All that is needed is the run of lines from the top of the entries to the line with "Target: green pasture", that line included, repeated exactly and free of pictures.

-------- SUPPLIED MATERIAL

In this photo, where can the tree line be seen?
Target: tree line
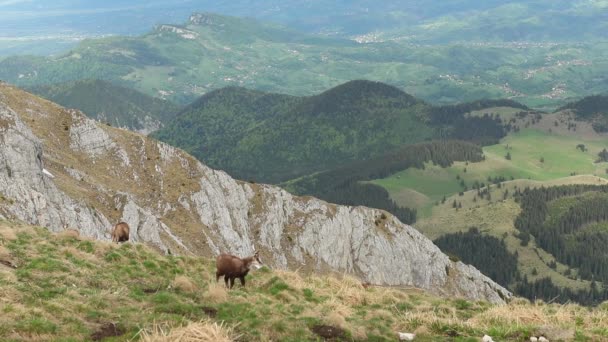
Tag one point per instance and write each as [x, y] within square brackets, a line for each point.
[566, 231]
[345, 185]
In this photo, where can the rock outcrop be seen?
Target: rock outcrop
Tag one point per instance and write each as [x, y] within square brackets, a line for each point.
[102, 175]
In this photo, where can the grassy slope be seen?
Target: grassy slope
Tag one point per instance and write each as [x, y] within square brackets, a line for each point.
[272, 137]
[496, 218]
[66, 288]
[556, 145]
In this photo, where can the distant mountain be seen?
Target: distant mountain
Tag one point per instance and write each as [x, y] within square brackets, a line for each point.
[106, 102]
[209, 52]
[61, 169]
[593, 109]
[271, 137]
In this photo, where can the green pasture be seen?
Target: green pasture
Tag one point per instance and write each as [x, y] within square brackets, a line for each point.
[559, 153]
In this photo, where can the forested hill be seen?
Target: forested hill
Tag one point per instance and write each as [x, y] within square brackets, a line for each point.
[593, 109]
[272, 138]
[110, 103]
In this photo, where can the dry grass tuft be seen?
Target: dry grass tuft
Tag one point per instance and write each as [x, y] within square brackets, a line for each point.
[69, 234]
[203, 331]
[8, 234]
[184, 284]
[535, 315]
[5, 254]
[216, 293]
[336, 319]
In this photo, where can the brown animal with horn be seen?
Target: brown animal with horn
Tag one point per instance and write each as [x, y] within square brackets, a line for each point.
[232, 267]
[120, 233]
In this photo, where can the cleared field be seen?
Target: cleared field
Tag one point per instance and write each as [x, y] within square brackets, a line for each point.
[535, 155]
[496, 218]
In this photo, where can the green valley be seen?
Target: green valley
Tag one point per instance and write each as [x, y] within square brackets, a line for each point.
[182, 62]
[272, 137]
[535, 154]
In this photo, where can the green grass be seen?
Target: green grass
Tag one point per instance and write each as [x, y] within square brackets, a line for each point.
[559, 152]
[261, 56]
[65, 301]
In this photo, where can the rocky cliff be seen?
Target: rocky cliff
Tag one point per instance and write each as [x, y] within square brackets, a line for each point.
[60, 169]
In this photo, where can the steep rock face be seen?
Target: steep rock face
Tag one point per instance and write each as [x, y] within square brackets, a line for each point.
[101, 175]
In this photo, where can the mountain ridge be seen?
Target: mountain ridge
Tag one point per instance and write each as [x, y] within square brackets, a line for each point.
[100, 174]
[110, 103]
[282, 137]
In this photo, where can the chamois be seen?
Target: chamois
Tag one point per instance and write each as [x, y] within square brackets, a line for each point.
[232, 267]
[120, 233]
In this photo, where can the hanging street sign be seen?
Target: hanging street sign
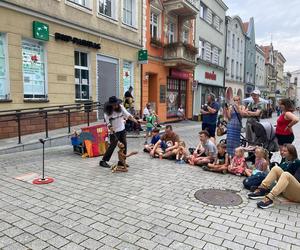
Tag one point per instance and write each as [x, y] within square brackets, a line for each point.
[143, 56]
[40, 31]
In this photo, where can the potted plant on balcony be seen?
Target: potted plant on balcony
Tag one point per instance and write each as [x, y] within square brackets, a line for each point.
[156, 42]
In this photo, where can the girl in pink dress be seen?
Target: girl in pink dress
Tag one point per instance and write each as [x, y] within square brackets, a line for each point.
[238, 163]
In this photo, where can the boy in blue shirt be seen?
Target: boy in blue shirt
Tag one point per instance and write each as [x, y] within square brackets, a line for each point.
[154, 140]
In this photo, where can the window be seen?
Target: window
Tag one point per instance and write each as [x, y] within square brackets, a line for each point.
[154, 25]
[203, 11]
[171, 33]
[3, 69]
[185, 36]
[33, 57]
[129, 12]
[228, 38]
[232, 68]
[127, 75]
[83, 3]
[107, 8]
[81, 76]
[202, 49]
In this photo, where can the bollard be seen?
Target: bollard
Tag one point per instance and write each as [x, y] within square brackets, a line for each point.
[43, 180]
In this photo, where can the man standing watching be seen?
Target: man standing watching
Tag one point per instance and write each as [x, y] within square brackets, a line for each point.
[253, 112]
[209, 113]
[114, 116]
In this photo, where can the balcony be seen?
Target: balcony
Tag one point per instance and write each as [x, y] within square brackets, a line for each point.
[185, 8]
[180, 55]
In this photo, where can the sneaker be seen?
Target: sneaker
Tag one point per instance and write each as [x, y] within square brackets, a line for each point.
[266, 203]
[104, 164]
[258, 193]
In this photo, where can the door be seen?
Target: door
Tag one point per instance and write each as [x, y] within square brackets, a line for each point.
[107, 80]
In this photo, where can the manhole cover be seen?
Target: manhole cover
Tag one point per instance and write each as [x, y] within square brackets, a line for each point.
[218, 197]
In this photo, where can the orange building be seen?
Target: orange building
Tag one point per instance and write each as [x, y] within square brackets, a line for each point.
[168, 75]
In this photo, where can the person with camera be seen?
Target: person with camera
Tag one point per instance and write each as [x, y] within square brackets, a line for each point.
[234, 114]
[253, 114]
[209, 114]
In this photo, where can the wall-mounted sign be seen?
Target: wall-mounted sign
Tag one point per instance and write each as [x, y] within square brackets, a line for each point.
[211, 76]
[40, 31]
[143, 56]
[179, 74]
[78, 41]
[162, 93]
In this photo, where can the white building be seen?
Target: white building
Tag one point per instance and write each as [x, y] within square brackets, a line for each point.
[235, 58]
[210, 33]
[260, 71]
[295, 78]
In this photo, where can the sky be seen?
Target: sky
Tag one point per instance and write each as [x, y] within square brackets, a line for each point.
[278, 20]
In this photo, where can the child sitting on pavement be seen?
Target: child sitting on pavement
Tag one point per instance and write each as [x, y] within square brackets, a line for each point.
[154, 140]
[206, 151]
[167, 146]
[238, 163]
[261, 162]
[221, 162]
[182, 153]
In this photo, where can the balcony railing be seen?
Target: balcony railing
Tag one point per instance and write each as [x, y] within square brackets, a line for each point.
[176, 54]
[186, 8]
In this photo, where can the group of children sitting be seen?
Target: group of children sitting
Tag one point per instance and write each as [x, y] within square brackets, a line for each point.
[207, 155]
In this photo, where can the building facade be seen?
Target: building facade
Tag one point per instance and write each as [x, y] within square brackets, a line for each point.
[169, 38]
[281, 86]
[210, 35]
[250, 52]
[61, 52]
[260, 72]
[235, 58]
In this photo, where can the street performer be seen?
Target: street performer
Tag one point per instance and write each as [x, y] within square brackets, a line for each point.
[115, 115]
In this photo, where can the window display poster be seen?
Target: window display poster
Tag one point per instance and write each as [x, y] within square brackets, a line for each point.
[2, 67]
[33, 68]
[127, 75]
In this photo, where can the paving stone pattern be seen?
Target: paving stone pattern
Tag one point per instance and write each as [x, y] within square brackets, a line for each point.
[150, 207]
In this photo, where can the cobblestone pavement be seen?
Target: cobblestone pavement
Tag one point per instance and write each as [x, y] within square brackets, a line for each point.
[150, 207]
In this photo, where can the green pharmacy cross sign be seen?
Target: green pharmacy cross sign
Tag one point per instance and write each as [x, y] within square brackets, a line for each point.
[143, 56]
[40, 31]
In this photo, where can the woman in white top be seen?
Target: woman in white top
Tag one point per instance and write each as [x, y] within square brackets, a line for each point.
[114, 115]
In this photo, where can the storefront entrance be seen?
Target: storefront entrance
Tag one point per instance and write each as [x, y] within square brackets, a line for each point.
[107, 79]
[176, 96]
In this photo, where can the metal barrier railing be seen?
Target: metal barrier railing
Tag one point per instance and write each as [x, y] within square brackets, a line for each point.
[18, 115]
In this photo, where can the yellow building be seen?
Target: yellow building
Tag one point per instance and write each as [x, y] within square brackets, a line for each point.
[56, 52]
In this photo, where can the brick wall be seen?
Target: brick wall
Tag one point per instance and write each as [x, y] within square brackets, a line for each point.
[30, 125]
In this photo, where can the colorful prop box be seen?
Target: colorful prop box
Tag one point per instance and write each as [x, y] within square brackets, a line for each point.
[95, 139]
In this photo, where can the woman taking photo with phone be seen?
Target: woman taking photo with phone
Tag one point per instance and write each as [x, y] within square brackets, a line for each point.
[234, 114]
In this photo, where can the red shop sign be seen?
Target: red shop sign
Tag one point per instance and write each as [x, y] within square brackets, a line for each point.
[180, 74]
[210, 76]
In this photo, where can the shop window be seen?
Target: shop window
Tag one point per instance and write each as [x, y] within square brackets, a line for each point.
[82, 82]
[83, 3]
[34, 70]
[107, 8]
[4, 84]
[154, 25]
[171, 33]
[176, 96]
[129, 9]
[127, 75]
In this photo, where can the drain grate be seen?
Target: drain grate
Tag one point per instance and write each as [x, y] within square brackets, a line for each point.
[217, 197]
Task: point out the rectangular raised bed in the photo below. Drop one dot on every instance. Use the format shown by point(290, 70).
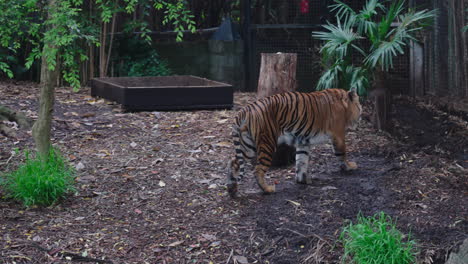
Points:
point(164, 93)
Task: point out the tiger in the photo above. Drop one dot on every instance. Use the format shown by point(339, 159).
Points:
point(293, 118)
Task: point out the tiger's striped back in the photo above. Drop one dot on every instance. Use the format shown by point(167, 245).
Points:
point(293, 118)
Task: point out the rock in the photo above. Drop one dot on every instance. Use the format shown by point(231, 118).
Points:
point(79, 166)
point(460, 254)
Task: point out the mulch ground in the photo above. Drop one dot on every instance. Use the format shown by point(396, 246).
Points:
point(151, 188)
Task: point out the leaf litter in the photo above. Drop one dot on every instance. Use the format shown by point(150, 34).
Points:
point(152, 189)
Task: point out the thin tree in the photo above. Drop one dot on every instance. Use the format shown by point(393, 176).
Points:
point(58, 33)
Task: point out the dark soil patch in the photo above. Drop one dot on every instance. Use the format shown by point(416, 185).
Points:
point(426, 128)
point(152, 189)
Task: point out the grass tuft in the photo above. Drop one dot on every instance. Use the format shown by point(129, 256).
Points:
point(40, 181)
point(376, 240)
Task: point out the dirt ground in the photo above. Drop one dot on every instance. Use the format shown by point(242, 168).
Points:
point(150, 188)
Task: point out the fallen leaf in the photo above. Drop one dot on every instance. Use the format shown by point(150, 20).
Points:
point(215, 244)
point(209, 237)
point(326, 188)
point(175, 244)
point(294, 203)
point(223, 144)
point(79, 166)
point(240, 260)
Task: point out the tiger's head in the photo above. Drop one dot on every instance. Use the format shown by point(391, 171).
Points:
point(354, 110)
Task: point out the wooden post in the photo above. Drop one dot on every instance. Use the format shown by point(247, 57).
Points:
point(278, 75)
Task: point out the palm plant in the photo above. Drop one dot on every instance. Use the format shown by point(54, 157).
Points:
point(386, 31)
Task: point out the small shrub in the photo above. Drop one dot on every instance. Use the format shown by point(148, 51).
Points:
point(376, 240)
point(134, 57)
point(40, 181)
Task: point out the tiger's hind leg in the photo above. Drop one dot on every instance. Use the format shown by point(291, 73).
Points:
point(236, 167)
point(233, 174)
point(302, 163)
point(264, 158)
point(340, 151)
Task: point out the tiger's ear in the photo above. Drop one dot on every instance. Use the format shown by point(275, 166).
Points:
point(353, 95)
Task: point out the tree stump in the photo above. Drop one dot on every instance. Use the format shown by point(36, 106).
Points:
point(278, 75)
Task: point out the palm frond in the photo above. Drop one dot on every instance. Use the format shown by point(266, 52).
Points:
point(330, 78)
point(364, 22)
point(421, 18)
point(385, 52)
point(342, 10)
point(338, 39)
point(357, 78)
point(385, 25)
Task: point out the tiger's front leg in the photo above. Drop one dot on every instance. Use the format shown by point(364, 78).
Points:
point(340, 151)
point(233, 173)
point(302, 163)
point(264, 158)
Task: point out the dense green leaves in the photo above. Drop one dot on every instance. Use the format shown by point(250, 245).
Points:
point(70, 29)
point(40, 180)
point(376, 240)
point(365, 40)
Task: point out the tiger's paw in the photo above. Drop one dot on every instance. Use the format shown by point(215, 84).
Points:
point(349, 166)
point(269, 189)
point(232, 189)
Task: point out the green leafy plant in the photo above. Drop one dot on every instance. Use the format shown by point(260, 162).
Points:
point(376, 240)
point(40, 180)
point(365, 41)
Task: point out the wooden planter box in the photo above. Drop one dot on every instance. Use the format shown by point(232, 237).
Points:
point(164, 93)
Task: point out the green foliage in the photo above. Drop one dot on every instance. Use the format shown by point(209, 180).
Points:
point(376, 240)
point(69, 29)
point(387, 30)
point(40, 180)
point(141, 61)
point(177, 13)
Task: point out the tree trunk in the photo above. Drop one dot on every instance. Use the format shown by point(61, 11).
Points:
point(106, 69)
point(42, 127)
point(278, 75)
point(12, 116)
point(102, 51)
point(382, 102)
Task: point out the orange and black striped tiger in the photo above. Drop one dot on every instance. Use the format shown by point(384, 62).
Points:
point(298, 119)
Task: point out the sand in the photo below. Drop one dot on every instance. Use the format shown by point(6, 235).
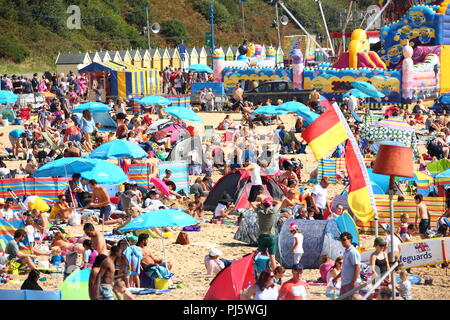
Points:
point(188, 260)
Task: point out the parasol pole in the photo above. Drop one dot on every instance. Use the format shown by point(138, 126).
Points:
point(164, 249)
point(391, 221)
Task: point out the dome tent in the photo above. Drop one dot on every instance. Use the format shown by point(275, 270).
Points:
point(237, 184)
point(319, 237)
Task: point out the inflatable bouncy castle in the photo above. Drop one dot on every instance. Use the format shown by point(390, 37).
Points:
point(411, 62)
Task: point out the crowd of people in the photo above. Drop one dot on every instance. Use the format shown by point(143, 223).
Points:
point(57, 132)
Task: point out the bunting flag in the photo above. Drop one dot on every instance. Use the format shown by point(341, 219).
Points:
point(325, 133)
point(360, 195)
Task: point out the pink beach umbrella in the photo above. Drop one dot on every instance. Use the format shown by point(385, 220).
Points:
point(161, 186)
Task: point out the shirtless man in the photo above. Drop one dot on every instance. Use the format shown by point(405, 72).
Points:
point(100, 199)
point(314, 100)
point(105, 279)
point(238, 96)
point(422, 212)
point(148, 259)
point(98, 241)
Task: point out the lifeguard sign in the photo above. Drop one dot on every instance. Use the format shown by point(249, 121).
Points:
point(424, 253)
point(307, 45)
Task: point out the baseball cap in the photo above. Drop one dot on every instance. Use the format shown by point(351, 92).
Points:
point(214, 252)
point(267, 202)
point(132, 238)
point(379, 242)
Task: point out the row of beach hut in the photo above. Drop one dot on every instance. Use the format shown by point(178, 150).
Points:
point(157, 59)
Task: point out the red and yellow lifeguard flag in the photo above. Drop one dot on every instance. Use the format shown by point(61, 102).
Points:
point(360, 195)
point(325, 133)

----------------

SOLUTION FOR THIS PROBLEM:
In this photo, where can the tree line be seen?
Target: tree line
Tag one point per instance and write each as [x, y] within square brackets, a line for each point.
[566, 231]
[345, 185]
In this photo, where can the rock outcrop be seen?
Target: rock outcrop
Tag one point per instance and write each as [x, y] within square brackets, a line for each point.
[102, 175]
In this photo, where can the grassy slope be seen?
Target: grassy slope
Tag one point per instance and write each as [x, y] within square brackets, a line for each point.
[272, 137]
[496, 218]
[66, 288]
[556, 145]
In this photo, where can the distant mountain be seen?
Target: distant mountain
Tag one point per instance and write each as [x, y] within square brackets, a line for each point.
[106, 102]
[209, 52]
[61, 169]
[593, 109]
[271, 137]
In this photo, where can the green pasture be seen?
Target: green pasture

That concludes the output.